* begin DOCUMENT SECTION *
In basketball, Iran has a particularly strong national team, and a professional league, with competitive players in Asia. The clubs have begun hiring strong foreign players and coaches into their roster. The national team participated in the 1948 Summer Olympics in London, finishing 1-3. They competed in the 2008 Summer Olympics in Beijing, thanks to their gold medal in the 2007 FIBA Asia Championship, their first ever continental crown. The first ever Iranian NBA-player is Hamed Haddadi.

Iran have made strides forward to develop their women’s national team program. Women's basketball has seen a lot of improvement.

Weightlifting
Strength sports like weightlifting, powerlifting and bodybuilding have always held favor among Iranians and with the recent success of world record-holding super-heavyweight lifter Hossein Reza Zadeh, or Sydney Olympics gold medalist, Hossein Tavakoli, the sport has been returned to a rather high status.

Kabbadi
Kabaddi also popular in Iran. The Iran national kabaddi team represents the Iran in The International Kabbadi.

Iran become Champions of Asian Games in 2018, and two times runner-ups in (2010,2014) and Also in world cup runner-ups in (2004,2007,2016)

Champions of Asian beach Games in 2012 and 2014.

Iran hosted the circle asia cup in 2011.

Skiing

Iran is home to numerous mountainous regions, many of which are suitable for skiing, and snowboarding and are gaining increasing popularity among foreign visitors.

Skiing began in Iran in 1938 through the efforts of two German railway engineers. Today, 13 ski resorts operate in Iran, the most famous being Tochal, Dizin, and Shemshak. All are within one to three hours traveling time of Tehran. Potentially suitable terrain can also be found in Lorestan, Mazandaran, and other provinces.

The Tochal resort is the world's fifth-highest ski resort at over 3,730 m at its highest Seventh station. The resort was completed in 1976 shortly before the overthrow of the Shah. It is only 15 minutes away from Tehran's northern districts, and operates seven months a year.

Here, one must first ride the  long gondola lift which covers a huge vertical. The Seventh station has three slopes. The resort's longest slope is the south side U shaped slope which goes from the Seventh station to Fifth station. The other two slopes are located on the north side of the Seventh station. Here, there are two parallel chair ski lifts that go up to 3,900 m near Tochal's peak (at 4,000 m), rising higher than the gondola Seventh station stations. This altitude is said to be higher than any of the European resorts.

From the Tochal peak, there are views of the Alborz range, including the  high Mount Damavand, a dormant volcano. At the bottom of the lifts in a valley behind the Tochal peak is Tochal hotel, located at 3,500 m altitude. From there a T lift takes skiers up the 3,800 metres of Shahneshin peak, where the third slope of Tochal is located.

Hiking and climbing sports

Due to the wealth of mountains, climbing sports are widely popular in Iran. Both the Zagros and Alborz ranges provide plenty of opportunities for the novice and advanced alike.

Hiking and trekking enthusiasts find opportunities in locations like Alamut and Tangeh Savashi to enjoy the rustic surroundings, as well as a relatively challenging climb.
* end DOCUMENT SECTION *
* begin PROVIDED MATERIAL *
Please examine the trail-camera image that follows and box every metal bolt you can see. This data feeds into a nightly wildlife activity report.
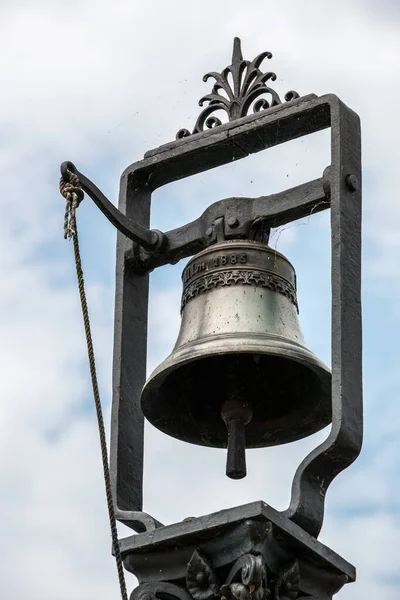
[228,217,239,229]
[346,174,360,192]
* end PROVIDED MATERIAL *
THE TASKS
**1.** Please reproduce, word for word, the part of the text on sports in Iran that opens with the words containing "Hiking and climbing" and closes with "relatively challenging climb.".
**2.** Pick up the text on sports in Iran after its final sentence and keep writing it.

FINAL RESULTS
**1.**
Hiking and climbing sports

Due to the wealth of mountains, climbing sports are widely popular in Iran. Both the Zagros and Alborz ranges provide plenty of opportunities for the novice and advanced alike.

Hiking and trekking enthusiasts find opportunities in locations like Alamut and Tangeh Savashi to enjoy the rustic surroundings, as well as a relatively challenging climb.

**2.**
Martial arts
Martial arts have gained popularity in Iran in the past 20 years. Kyokushin, shotokan, wushu, judo, and taekwondo are the most popular.

Iran competed in the International Judo Federation (IJF) until 2019, when it was barred after 2018 world champion Iranian judoka Saeid Mollaei said he was ordered to throw a match to avoid facing an Israeli judoka. The incident resulted in Mollaei's flight to Germany, after Iran persecuted him and his family in retaliation for the international humiliation.

Volleyball

In volleyball, Iran has a national team, and a professional league. The Iran national volleyball team is among the strongest teams in the world, and the Iranian Youth and Junior (Under-19 and Under-21) national teams are among the top three strongest teams in the world, winning medals in Boys' U19 Volleyball World Championship and Men's U21 Volleyball World Championship in recent years. In the 2007 Men's U21 Volleyball World Championship, the Iranians were successful at earning a bronze medal. Also, in late August 2007, the Iran national under-19 volleyball team surprised many by winning the gold medal in the Volleyball World Championship in Mexico, after beating France and China in the semi-finals and finals respectively and marking the first such international gold medal for an Iranian team sport.

Iran featured a men's national team in beach volleyball that competed at the 2018–2020 AVC Beach Volleyball Continental Cup.

Futsal

Futsal is practiced both at the amateur and professional levels. As of January 2019, Iran's men's national futsal team ranks 6th in world rankings after Brazil, Spain, Russia, Portugal, and Argentina. 

Iran has won the AFC Futsal Championship nine times out of ten and reached the FIFA Futsal World Cup finals five times. Iran also has a nationwide Futsal Super League.

Tennis
The tennis entertainer Mansour Bahrami is Iranian, as well as his tennis partner Ramin Raziyani.

Other sports

Another popular sport in Iran is rallying. Female drivers have been allowed to participate in national rally tournaments, including Iran's successful female driver Laleh Seddigh.

Attendance at sporting events

Since the 1979 Iranian revolution, though never explicitly declared in the law, women were barred from attending men's football, swimming and wrestling competitions. In April 2006, President Mahmoud Ahmadinejad speculated about allowing women back into the stadiums. It is uncertain if this measure would gain approval, since many hard-line clerics have voiced their opposition. However, women are generally free to attend indoor sports events.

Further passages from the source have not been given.